EXERCISE INSTRUCTIONS: Return every line below that contains the string "ymax", matching case exactly.

RECORDS:
• • •
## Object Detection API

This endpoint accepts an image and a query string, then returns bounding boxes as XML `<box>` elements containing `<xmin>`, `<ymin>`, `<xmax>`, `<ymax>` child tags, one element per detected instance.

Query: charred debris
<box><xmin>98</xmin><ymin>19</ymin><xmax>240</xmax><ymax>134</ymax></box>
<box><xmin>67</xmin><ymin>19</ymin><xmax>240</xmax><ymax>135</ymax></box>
• • •
RESPONSE TO THIS EXERCISE:
This endpoint accepts an image and a query string, then returns bounding boxes as XML `<box>` elements containing `<xmin>`, `<ymin>`, `<xmax>`, `<ymax>` child tags, one element per detected instance.
<box><xmin>98</xmin><ymin>19</ymin><xmax>240</xmax><ymax>134</ymax></box>
<box><xmin>67</xmin><ymin>19</ymin><xmax>240</xmax><ymax>135</ymax></box>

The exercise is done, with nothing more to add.